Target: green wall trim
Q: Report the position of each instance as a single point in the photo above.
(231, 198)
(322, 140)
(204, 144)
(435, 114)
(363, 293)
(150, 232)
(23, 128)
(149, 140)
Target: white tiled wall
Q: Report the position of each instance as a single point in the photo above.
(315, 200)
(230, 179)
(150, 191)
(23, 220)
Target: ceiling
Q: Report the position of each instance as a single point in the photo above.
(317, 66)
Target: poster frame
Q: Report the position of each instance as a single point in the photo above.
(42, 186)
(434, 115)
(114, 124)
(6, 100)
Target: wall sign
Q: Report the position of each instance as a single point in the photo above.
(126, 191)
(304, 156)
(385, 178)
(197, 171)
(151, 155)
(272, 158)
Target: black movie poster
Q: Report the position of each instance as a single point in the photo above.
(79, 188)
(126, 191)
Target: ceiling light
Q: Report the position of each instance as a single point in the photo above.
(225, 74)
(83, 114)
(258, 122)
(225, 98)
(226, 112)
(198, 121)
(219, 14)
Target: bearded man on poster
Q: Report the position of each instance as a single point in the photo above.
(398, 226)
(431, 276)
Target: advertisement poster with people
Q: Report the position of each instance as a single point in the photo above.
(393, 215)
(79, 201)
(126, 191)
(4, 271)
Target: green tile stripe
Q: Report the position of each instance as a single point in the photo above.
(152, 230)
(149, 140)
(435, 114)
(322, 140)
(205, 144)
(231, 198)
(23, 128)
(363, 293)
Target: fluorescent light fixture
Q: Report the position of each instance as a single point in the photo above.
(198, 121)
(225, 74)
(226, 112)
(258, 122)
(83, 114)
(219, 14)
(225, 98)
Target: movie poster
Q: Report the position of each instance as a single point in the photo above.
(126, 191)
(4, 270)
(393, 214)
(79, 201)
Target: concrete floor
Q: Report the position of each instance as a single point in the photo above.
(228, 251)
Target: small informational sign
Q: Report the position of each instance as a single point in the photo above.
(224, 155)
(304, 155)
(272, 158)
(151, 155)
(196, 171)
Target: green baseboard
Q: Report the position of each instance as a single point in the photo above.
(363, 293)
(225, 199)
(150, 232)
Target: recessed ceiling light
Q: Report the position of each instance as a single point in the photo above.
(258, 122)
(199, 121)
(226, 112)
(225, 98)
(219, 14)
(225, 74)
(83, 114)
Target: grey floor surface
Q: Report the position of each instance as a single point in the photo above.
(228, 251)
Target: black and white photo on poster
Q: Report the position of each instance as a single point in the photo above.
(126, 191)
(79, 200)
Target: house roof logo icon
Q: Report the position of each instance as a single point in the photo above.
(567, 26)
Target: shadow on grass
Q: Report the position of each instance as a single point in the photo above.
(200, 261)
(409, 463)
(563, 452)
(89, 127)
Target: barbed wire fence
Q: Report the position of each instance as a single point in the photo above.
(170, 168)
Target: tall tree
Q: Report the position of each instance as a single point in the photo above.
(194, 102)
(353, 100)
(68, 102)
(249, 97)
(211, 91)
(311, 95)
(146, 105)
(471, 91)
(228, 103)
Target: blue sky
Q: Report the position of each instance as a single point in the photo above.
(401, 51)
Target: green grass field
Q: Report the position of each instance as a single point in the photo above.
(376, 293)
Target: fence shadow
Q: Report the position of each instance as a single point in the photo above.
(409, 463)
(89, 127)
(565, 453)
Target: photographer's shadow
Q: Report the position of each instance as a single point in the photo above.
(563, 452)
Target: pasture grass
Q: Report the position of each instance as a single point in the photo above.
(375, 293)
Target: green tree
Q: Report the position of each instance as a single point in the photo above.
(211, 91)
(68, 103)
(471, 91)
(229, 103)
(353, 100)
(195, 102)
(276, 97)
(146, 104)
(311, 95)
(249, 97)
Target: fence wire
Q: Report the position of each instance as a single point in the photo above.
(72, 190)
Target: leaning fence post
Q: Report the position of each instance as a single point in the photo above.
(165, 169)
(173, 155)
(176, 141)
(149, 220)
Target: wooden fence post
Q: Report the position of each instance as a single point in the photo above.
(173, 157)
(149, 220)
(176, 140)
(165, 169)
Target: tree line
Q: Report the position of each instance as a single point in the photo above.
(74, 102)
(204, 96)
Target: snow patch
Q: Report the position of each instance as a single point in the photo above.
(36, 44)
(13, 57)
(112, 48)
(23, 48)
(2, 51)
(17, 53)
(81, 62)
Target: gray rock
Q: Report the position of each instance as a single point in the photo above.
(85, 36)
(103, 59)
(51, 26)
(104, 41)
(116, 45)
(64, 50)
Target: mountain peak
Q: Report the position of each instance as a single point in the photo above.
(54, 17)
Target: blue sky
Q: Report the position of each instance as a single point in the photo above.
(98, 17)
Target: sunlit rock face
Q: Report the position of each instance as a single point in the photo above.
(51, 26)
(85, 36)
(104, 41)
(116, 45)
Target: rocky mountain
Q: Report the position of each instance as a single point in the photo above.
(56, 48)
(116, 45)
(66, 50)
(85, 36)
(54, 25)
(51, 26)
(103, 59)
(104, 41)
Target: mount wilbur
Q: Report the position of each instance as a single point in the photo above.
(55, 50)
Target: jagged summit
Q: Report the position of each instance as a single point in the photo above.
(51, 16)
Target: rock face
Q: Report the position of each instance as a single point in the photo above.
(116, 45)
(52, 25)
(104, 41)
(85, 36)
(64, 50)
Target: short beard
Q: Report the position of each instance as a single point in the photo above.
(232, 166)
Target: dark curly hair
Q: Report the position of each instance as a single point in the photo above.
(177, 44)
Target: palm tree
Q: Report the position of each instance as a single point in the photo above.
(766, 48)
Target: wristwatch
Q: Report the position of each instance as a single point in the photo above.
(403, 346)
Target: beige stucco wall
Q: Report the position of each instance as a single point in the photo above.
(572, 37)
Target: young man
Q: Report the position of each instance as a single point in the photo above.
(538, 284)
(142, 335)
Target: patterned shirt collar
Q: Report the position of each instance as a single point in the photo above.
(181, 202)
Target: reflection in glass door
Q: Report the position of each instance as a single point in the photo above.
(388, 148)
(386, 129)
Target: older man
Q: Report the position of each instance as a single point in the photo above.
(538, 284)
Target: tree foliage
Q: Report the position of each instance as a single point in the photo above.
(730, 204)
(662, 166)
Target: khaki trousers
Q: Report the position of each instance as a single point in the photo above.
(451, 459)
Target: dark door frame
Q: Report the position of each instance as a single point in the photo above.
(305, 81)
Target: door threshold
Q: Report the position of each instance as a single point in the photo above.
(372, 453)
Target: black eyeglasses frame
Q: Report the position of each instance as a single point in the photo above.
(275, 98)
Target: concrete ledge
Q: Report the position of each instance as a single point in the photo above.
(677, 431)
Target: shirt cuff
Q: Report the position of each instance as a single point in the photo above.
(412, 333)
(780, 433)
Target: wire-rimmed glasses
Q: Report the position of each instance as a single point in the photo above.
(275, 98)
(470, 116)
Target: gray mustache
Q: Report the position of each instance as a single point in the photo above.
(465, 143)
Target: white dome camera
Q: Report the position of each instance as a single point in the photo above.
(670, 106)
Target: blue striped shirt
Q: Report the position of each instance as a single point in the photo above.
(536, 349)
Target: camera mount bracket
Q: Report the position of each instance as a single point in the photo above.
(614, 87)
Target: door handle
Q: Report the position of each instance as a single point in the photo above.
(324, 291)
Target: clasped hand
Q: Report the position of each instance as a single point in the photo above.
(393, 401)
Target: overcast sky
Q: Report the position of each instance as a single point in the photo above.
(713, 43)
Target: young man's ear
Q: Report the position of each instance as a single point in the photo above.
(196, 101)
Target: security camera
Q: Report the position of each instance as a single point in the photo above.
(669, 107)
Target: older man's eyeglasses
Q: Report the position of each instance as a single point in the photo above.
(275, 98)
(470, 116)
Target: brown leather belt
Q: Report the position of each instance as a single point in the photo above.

**TASK INSTRUCTIONS:** Return a faithful copy of all the records above.

**ANSWER BOX:**
Target: green wall trim
Q: Report the position of each instance as a single point in the photo above.
(231, 198)
(322, 140)
(204, 144)
(435, 114)
(363, 293)
(150, 232)
(23, 128)
(149, 140)
Target: white tiled wall
Q: Report the position of each instance as a single point in the photo above.
(315, 200)
(230, 179)
(150, 191)
(23, 220)
Target: ceiling
Q: Report the position of each instance as a single point in the photo above.
(317, 66)
Target: poster frame
Q: Report the position of each instance as a single point in the photo above.
(42, 186)
(434, 115)
(114, 124)
(6, 100)
Target: wall sign
Q: Report the position of each instance as a single point in the photo above.
(126, 191)
(304, 156)
(385, 178)
(197, 171)
(151, 155)
(272, 158)
Target: black movie poster
Q: Report the position of each instance as a single point in the photo above.
(79, 188)
(126, 191)
Target: ceiling light
Q: Report the position of each instance as a single point in the photo above.
(225, 74)
(83, 114)
(258, 122)
(225, 98)
(226, 112)
(198, 121)
(219, 14)
Target: bearded man on poster
Q: Report the position of each instance as a single point in the photo above.
(398, 226)
(431, 276)
Target: advertisement poster with people
Q: Report the position of each instance as a single point in the photo above.
(393, 215)
(79, 201)
(126, 191)
(4, 271)
Target: green tile stripe
Q: Report the position of each instance as a single point in the photo above.
(152, 230)
(149, 140)
(435, 114)
(322, 140)
(205, 144)
(231, 198)
(23, 128)
(363, 293)
Target: fluorescent light fixture
Q: Report the position of each instance as a single point in the photo above.
(198, 121)
(225, 74)
(226, 112)
(258, 122)
(83, 114)
(219, 14)
(225, 98)
Target: movie poster
Q: Report the position of each instance as a single point in the photo above.
(126, 191)
(4, 270)
(393, 214)
(79, 201)
Target: concrete floor
Q: Report the position of each instance as a single point in the photo above.
(228, 251)
Target: small informational sign
Q: Report the position of each instance as a single point in the photo above.
(224, 155)
(304, 155)
(272, 158)
(151, 155)
(196, 171)
Target: green baseboard
Q: Report the position of each instance as a single point in the photo above.
(363, 293)
(225, 199)
(150, 232)
Target: recessed ceiling light
Q: Report the position of each instance as a single point in the photo above.
(258, 122)
(199, 121)
(226, 112)
(225, 98)
(219, 14)
(225, 74)
(83, 114)
Target: grey floor surface
Q: Report the position of each instance as a single point in the photo above.
(228, 251)
Target: black and white photo on poster
Q: Report the position of each instance as a single point in the photo above.
(126, 191)
(79, 200)
Target: house roof logo icon
Q: Report the position of each instance as a single point in the photo above.
(567, 26)
Target: shadow on grass
Q: Report the position of each instance as a single point in the photo above.
(200, 261)
(409, 463)
(563, 452)
(89, 127)
Target: barbed wire fence
Q: Report the position of each instance as a single point in the photo above.
(170, 168)
Target: tall tree
Q: Report the position of each instance as a single point in the photo above.
(194, 102)
(353, 100)
(68, 102)
(249, 97)
(211, 91)
(311, 95)
(146, 105)
(471, 91)
(228, 103)
Target: blue sky
Q: Report the position of each instance as a single point in the photo above.
(401, 51)
Target: green grass field
Q: Report the position of each instance as a single point in the photo above.
(376, 293)
Target: fence shadow
Q: Report the position of each instance as a single point in the photo above.
(409, 463)
(89, 127)
(565, 453)
Target: photographer's shadow
Q: Report the position of each instance as a single point in the photo above.
(563, 452)
Target: pasture grass
Q: Report the position of each instance as a single point in the photo above.
(375, 293)
Target: green tree
Q: Report the position of each instance as a single point in the photo above.
(211, 91)
(68, 103)
(471, 91)
(229, 103)
(353, 100)
(195, 102)
(276, 97)
(146, 104)
(311, 95)
(249, 97)
Target: fence wire
Q: Report the position of each instance as a single point in the photo above.
(72, 190)
Target: leaning fence post
Q: Report the position of each instance as a single point in the photo above.
(165, 169)
(173, 155)
(176, 141)
(149, 220)
Target: wooden fence post
Q: Report the position of each instance as a single point in the photo above.
(173, 157)
(149, 220)
(176, 140)
(165, 169)
Target: tree line
Q: Report the position of each instance as a single point in the photo above.
(74, 102)
(204, 96)
Target: snow patch
Q: Report the position of each instance as a single point in the photo above.
(36, 44)
(13, 57)
(112, 48)
(23, 48)
(2, 51)
(17, 53)
(81, 62)
Target: gray rock
Q: Report the position of each instance as a single point in the photo above.
(85, 36)
(103, 59)
(51, 26)
(104, 41)
(116, 45)
(64, 50)
Target: mountain peak
Q: Report the position of each instance as a single point in the photo above.
(54, 17)
Target: blue sky
Q: Report the position of each instance as a single point in the photo above.
(98, 17)
Target: sunlit rock face
Q: Report the position of each instance as a single point in the photo above.
(51, 26)
(85, 36)
(104, 41)
(116, 45)
Target: rocky mountain
Q: Report the position of each instance as a single point in the photo above.
(56, 48)
(116, 45)
(66, 50)
(85, 36)
(54, 25)
(51, 26)
(103, 59)
(104, 41)
Target: mount wilbur
Q: Report the position of each instance as a single point in the photo above.
(55, 50)
Target: jagged summit
Q: Report the position of each instance as a single point in the photo above.
(51, 16)
Target: rock face
Q: Report the position of each instance as a single point in the photo above.
(116, 45)
(52, 25)
(104, 41)
(85, 36)
(64, 50)
Target: short beard
Q: Report the position of each instance as a single point in the photo above.
(232, 166)
Target: dark curly hair
Q: Report the position of each instance as a single point in the photo above.
(177, 44)
Target: palm tree
Q: Report the position of each instance as a single point in the photo above.
(766, 48)
Target: wristwatch
Q: Report the position of each instance as a single point in the photo above.
(403, 346)
Target: beige stucco wall
Q: Report the position of each instance as a single point in the photo above.
(572, 37)
Target: young man
Q: Report the position of each instance as a single point in the photo above.
(538, 284)
(142, 335)
Target: patterned shirt collar
Q: Report the position of each instance as a single point in the photo above.
(181, 202)
Target: reflection in glass door
Q: Report the position of each instance as a single point in the photo above.
(388, 148)
(386, 129)
Target: older man
Q: Report the position of each instance as a single point in the photo above.
(538, 284)
Target: tree foliage
Q: Report the position of each instance as a single point in the photo above.
(730, 204)
(662, 166)
Target: khaki trousers
Q: Report the position of each instance as a single point in the photo above.
(451, 459)
Target: dark door frame
Q: Report the position of each instance as a single point in the photo above.
(305, 81)
Target: door threshold
Q: Report the position of each instance as a single point in the photo above.
(372, 453)
Target: black eyeglasses frame
Q: Report the position of each instance as a single point in the photo above.
(275, 98)
Target: concrete ledge
Q: Report the position of each instance as a single point in the photo above.
(677, 431)
Target: shirt cuff
Q: Report the position of each instance as a single point in the photo above.
(412, 333)
(780, 433)
Target: wire-rimmed glasses
Q: Report the position of each instance as a single point in the photo above.
(275, 98)
(470, 116)
Target: gray mustache
Q: Report the position of each instance as a single point in the photo above.
(465, 143)
Target: white dome camera
Q: Report the position of each instance as a single point in the photo above.
(670, 106)
Target: blue striped shirt
Q: Report the position of each instance as a single point in the photo above.
(536, 349)
Target: camera mount bracket
Q: Report the position of each instance as a single point in the photo above.
(614, 87)
Target: door handle
Q: Report the position of each instance as a single point in the photo above.
(324, 291)
Target: clasped hand
Q: Report the position of each instance as a single point in the photo above.
(393, 401)
Target: overcast sky
Q: Report the position of each instance as a single point in the photo above.
(713, 43)
Target: young man's ear
Q: Report the position of each instance as a single point in the photo above.
(196, 101)
Target: security camera
Q: Report the position of each instance as a single point in the photo above.
(669, 107)
Target: older man's eyeglasses
Q: Report the position of each instance as a single point in the photo above.
(275, 98)
(470, 116)
Target: brown leather belt
Q: Report the position of each instance as a single point in the photo above.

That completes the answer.